▶ _WHAT YOU WILL DO_: Quote the listing below verbatim, from the line containing "segment(query) draws the" through the end of the listing, including both of those lines. Leave the pictures out of the answer.

:: PROVIDED ENTRIES ::

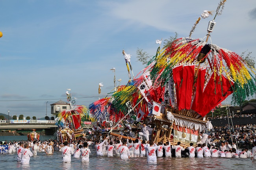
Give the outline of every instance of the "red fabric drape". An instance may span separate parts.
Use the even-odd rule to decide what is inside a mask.
[[[195,76],[195,65],[183,67],[183,80],[179,90],[180,93],[179,110],[190,109],[192,102],[192,89]]]
[[[198,104],[201,103],[202,104],[202,96],[204,91],[206,70],[205,68],[200,69],[198,71],[195,98],[191,107],[191,109],[193,110],[198,110],[200,107],[200,105]]]
[[[175,90],[176,91],[176,99],[177,99],[177,106],[180,105],[180,98],[182,91],[180,90],[181,84],[183,76],[183,66],[181,65],[176,67],[173,69],[173,80],[175,84]],[[179,110],[181,110],[178,108]]]
[[[200,102],[196,110],[202,116],[204,117],[212,109],[233,93],[231,86],[234,84],[223,75],[217,75],[215,80],[212,74],[204,91]]]
[[[77,129],[81,126],[81,118],[80,115],[72,115],[72,119],[75,129]]]

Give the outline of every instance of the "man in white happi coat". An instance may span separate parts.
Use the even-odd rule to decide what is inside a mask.
[[[211,157],[211,153],[209,150],[208,147],[206,146],[205,143],[203,144],[203,150],[204,150],[204,157]]]
[[[219,150],[222,150],[224,152],[225,150],[227,150],[227,148],[225,145],[225,143],[224,142],[221,142],[221,146],[219,147]]]
[[[126,146],[126,142],[124,141],[122,145],[119,147],[117,152],[120,154],[120,157],[122,159],[130,159],[130,152],[128,147]]]
[[[141,141],[136,139],[135,143],[134,143],[134,157],[139,157],[139,146],[141,145]]]
[[[204,150],[201,148],[201,144],[198,144],[197,147],[196,148],[196,151],[197,151],[197,157],[202,158],[204,157]]]
[[[122,142],[121,142],[122,137],[121,137],[120,138],[119,136],[118,138],[119,139],[117,140],[116,143],[114,144],[115,151],[115,153],[117,154],[117,156],[120,156],[120,154],[117,151],[118,150],[119,148],[122,146]]]
[[[95,144],[96,144],[95,146],[96,147],[96,154],[97,155],[103,155],[103,152],[102,152],[102,146],[103,146],[103,144],[104,144],[106,142],[107,140],[108,140],[107,139],[108,137],[107,137],[106,139],[102,143],[100,143],[99,141],[98,141],[96,142],[95,143]]]
[[[253,161],[256,161],[256,142],[254,142],[253,143],[254,147],[252,149],[252,156],[250,158],[251,160],[253,159]]]
[[[232,146],[228,142],[226,142],[226,147],[227,148],[227,150],[231,150],[232,148]]]
[[[61,148],[61,150],[62,153],[62,162],[70,163],[71,161],[71,154],[74,154],[74,152],[70,147],[68,146],[68,142],[67,141],[64,142],[64,147]]]
[[[45,148],[45,152],[46,155],[51,155],[53,154],[54,150],[52,146],[52,143],[50,142]]]
[[[237,147],[236,147],[236,143],[235,143],[234,142],[233,143],[233,145],[231,146],[231,147],[232,148],[234,148],[235,149],[236,149],[236,150],[237,149]]]
[[[29,145],[28,143],[24,144],[24,149],[21,152],[20,163],[21,164],[29,164],[30,157],[33,155],[33,153],[29,149]]]
[[[247,158],[247,153],[245,152],[245,150],[243,149],[239,154],[239,157],[241,158]]]
[[[157,147],[157,157],[162,157],[163,155],[163,145],[161,144],[160,142],[158,142],[158,145]]]
[[[81,148],[80,152],[82,153],[82,162],[89,162],[89,154],[91,154],[91,150],[88,148],[88,143],[87,142],[83,143],[83,148]]]
[[[214,147],[211,148],[211,156],[213,157],[219,157],[219,153],[218,152],[218,150],[216,149]]]
[[[18,146],[17,147],[17,161],[20,161],[21,160],[21,154],[22,151],[24,148],[23,148],[24,144],[23,143],[21,142],[19,144],[19,146]]]
[[[113,156],[113,150],[115,148],[115,145],[113,145],[113,142],[111,141],[109,144],[106,147],[107,149],[107,155],[108,157],[112,157]]]
[[[181,157],[181,151],[185,150],[183,146],[180,146],[180,142],[178,142],[177,145],[172,146],[172,148],[175,150],[175,156],[176,157]]]
[[[195,148],[193,146],[193,143],[190,143],[189,144],[190,146],[187,147],[187,149],[189,152],[189,157],[195,157]]]
[[[148,153],[148,163],[156,164],[156,152],[158,149],[157,145],[152,141],[150,141],[146,145],[145,149]]]
[[[250,151],[248,150],[248,148],[245,148],[245,152],[247,153],[247,157],[252,157],[252,154]]]
[[[166,142],[165,143],[165,146],[163,144],[163,148],[164,148],[165,150],[165,154],[166,157],[172,157],[172,152],[171,152],[171,143],[170,143],[170,141],[169,139],[167,138],[167,140],[168,141],[167,142]]]
[[[129,139],[129,137],[127,137],[127,147],[129,149],[129,151],[130,152],[130,156],[131,157],[134,157],[134,143],[132,139],[132,137],[130,137],[131,139]]]

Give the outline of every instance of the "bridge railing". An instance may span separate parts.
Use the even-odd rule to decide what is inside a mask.
[[[0,121],[1,123],[55,123],[56,121],[54,120],[9,120]]]

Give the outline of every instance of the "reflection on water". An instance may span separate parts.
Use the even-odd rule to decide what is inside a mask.
[[[254,170],[256,163],[250,159],[222,158],[158,158],[156,165],[148,165],[146,157],[132,158],[122,160],[119,157],[98,157],[94,153],[90,155],[89,163],[82,163],[80,158],[71,158],[71,163],[62,163],[59,152],[52,155],[37,152],[31,157],[30,165],[21,165],[16,161],[17,155],[0,154],[0,169],[45,170]]]

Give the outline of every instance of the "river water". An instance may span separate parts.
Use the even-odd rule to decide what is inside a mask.
[[[91,149],[90,162],[82,163],[81,158],[72,156],[70,163],[62,163],[62,155],[55,151],[53,155],[47,155],[45,152],[37,152],[32,157],[30,164],[21,165],[16,161],[16,154],[0,154],[0,169],[8,170],[255,170],[256,163],[249,158],[158,158],[157,164],[148,165],[147,158],[131,158],[122,160],[119,157],[98,157],[95,150]]]

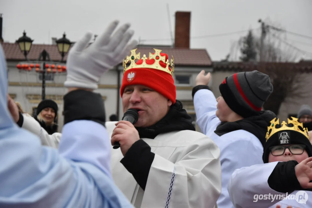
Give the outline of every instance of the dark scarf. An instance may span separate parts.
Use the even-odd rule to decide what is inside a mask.
[[[219,136],[236,130],[242,129],[251,133],[258,138],[264,146],[268,127],[276,115],[268,110],[262,111],[258,115],[251,116],[234,122],[222,122],[218,126],[215,133]]]
[[[154,139],[160,133],[174,131],[195,131],[191,116],[183,109],[181,102],[176,100],[168,113],[155,124],[148,127],[136,127],[140,138]]]
[[[44,128],[49,134],[52,134],[57,132],[57,124],[55,124],[51,126],[47,126],[44,121],[41,121],[35,117],[34,117],[34,118],[38,122],[41,127]]]

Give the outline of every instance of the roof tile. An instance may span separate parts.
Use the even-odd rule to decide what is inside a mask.
[[[21,51],[17,44],[3,43],[2,47],[7,60],[10,60],[23,61],[25,60],[23,53]],[[51,61],[59,61],[61,57],[58,52],[57,47],[55,45],[33,44],[30,51],[27,55],[27,58],[29,60],[37,60],[40,53],[43,50],[46,50],[49,53]],[[161,48],[158,49],[162,49]],[[141,56],[145,54],[148,56],[150,52],[154,51],[151,48],[138,48],[137,52],[141,53]],[[190,49],[164,48],[162,52],[167,53],[168,55],[169,61],[171,56],[173,56],[174,59],[174,63],[176,65],[210,66],[212,64],[211,60],[207,51],[204,49]],[[129,53],[129,55],[130,55]],[[64,57],[66,60],[67,55]]]

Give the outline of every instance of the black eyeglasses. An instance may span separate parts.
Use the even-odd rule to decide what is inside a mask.
[[[269,149],[272,155],[274,156],[278,156],[283,154],[286,149],[289,149],[293,154],[301,155],[303,153],[305,148],[305,145],[303,144],[293,144],[289,146],[273,146],[269,148]]]

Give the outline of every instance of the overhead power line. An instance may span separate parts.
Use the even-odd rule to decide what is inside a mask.
[[[300,49],[300,48],[297,48],[297,47],[296,47],[295,46],[293,46],[293,45],[292,45],[290,44],[290,43],[288,43],[288,42],[287,42],[287,41],[286,41],[285,40],[283,40],[283,39],[282,39],[282,38],[280,38],[279,37],[278,37],[277,36],[276,36],[274,34],[271,34],[271,35],[272,35],[273,37],[275,37],[275,38],[276,38],[277,39],[278,39],[280,41],[281,41],[282,42],[283,42],[285,44],[286,44],[286,45],[287,45],[289,46],[290,46],[292,47],[293,48],[294,48],[296,50],[298,50],[299,51],[300,51],[302,53],[304,53],[305,54],[306,54],[306,53],[308,53],[308,54],[310,54],[310,55],[312,55],[312,53],[311,53],[311,52],[310,52],[308,51],[304,51],[304,50],[302,50],[302,49]]]
[[[267,25],[267,24],[266,25],[267,25],[267,26],[268,26],[270,27],[271,27],[271,28],[273,28],[273,29],[275,29],[275,30],[278,30],[278,31],[283,31],[283,32],[287,32],[288,33],[289,33],[290,34],[292,34],[294,35],[296,35],[296,36],[300,36],[301,37],[305,37],[305,38],[308,38],[308,39],[311,39],[312,40],[312,36],[308,36],[305,35],[302,35],[302,34],[300,34],[299,33],[297,33],[296,32],[290,32],[290,31],[288,31],[287,30],[284,30],[284,29],[282,29],[281,28],[279,28],[278,27],[274,27],[273,26],[272,26],[271,25]]]
[[[201,38],[205,38],[208,37],[221,37],[221,36],[225,36],[228,35],[234,35],[235,34],[238,34],[239,33],[241,33],[242,32],[248,32],[249,30],[257,30],[259,29],[260,28],[257,28],[256,29],[250,29],[250,30],[240,30],[238,31],[236,31],[235,32],[227,32],[223,33],[219,33],[218,34],[213,34],[212,35],[206,35],[200,36],[194,36],[193,37],[191,37],[190,38],[190,39],[200,39]],[[171,39],[170,38],[163,38],[163,39],[147,39],[145,40],[141,40],[141,41],[171,41]]]

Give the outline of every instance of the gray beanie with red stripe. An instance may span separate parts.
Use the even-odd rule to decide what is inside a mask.
[[[255,70],[226,78],[219,89],[229,107],[246,118],[259,114],[273,86],[269,76]]]

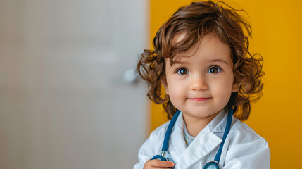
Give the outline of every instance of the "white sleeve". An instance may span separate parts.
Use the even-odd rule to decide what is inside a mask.
[[[155,136],[154,133],[153,132],[139,149],[138,154],[139,162],[134,165],[133,169],[142,169],[146,163],[146,161],[154,156],[155,142]]]
[[[269,169],[270,152],[263,138],[237,144],[227,151],[223,169]]]

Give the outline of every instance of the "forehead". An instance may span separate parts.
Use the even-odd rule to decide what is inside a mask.
[[[180,34],[175,37],[175,42],[182,41],[184,37],[185,34]],[[229,46],[221,42],[217,35],[213,33],[207,34],[186,51],[175,54],[170,63],[191,59],[194,61],[201,59],[203,61],[206,60],[224,60],[232,63],[231,50]]]

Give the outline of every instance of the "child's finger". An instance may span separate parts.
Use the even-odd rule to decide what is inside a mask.
[[[174,167],[174,163],[172,161],[160,161],[157,159],[151,160],[150,165],[153,167]]]

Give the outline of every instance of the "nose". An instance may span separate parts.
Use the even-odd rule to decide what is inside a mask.
[[[206,90],[208,83],[206,77],[203,75],[196,75],[191,77],[190,89],[191,90]]]

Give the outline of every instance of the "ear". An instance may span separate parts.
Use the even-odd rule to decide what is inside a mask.
[[[234,83],[233,86],[232,87],[232,92],[234,93],[238,92],[239,89],[239,83]]]
[[[163,77],[163,79],[161,80],[161,83],[163,86],[163,88],[165,89],[165,93],[166,94],[169,94],[169,89],[168,88],[168,84],[167,84],[167,78],[165,77],[165,76]]]

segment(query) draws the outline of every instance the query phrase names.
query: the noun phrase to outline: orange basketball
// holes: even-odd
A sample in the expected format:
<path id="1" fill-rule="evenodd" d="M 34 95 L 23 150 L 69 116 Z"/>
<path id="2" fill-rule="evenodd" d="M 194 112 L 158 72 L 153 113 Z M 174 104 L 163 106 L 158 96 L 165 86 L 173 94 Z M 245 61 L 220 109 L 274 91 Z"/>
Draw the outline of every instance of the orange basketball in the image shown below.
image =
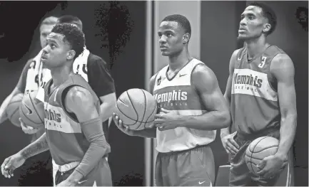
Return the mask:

:::

▶ _RESULT BELOW_:
segment(query) draws the outline of every instance the query phrase names.
query: the noun phrase to outline: orange basketball
// holes: even-odd
A sample in the expected format:
<path id="1" fill-rule="evenodd" d="M 34 95 L 23 150 L 69 116 Z"/>
<path id="2" fill-rule="evenodd" d="M 194 112 L 158 72 L 153 113 Z M 174 104 L 163 106 L 158 96 L 165 86 L 173 94 Z M 245 61 L 220 109 L 274 91 Z"/>
Draw the outline of every instance of the orange basketball in the image shown below.
image =
Return the mask:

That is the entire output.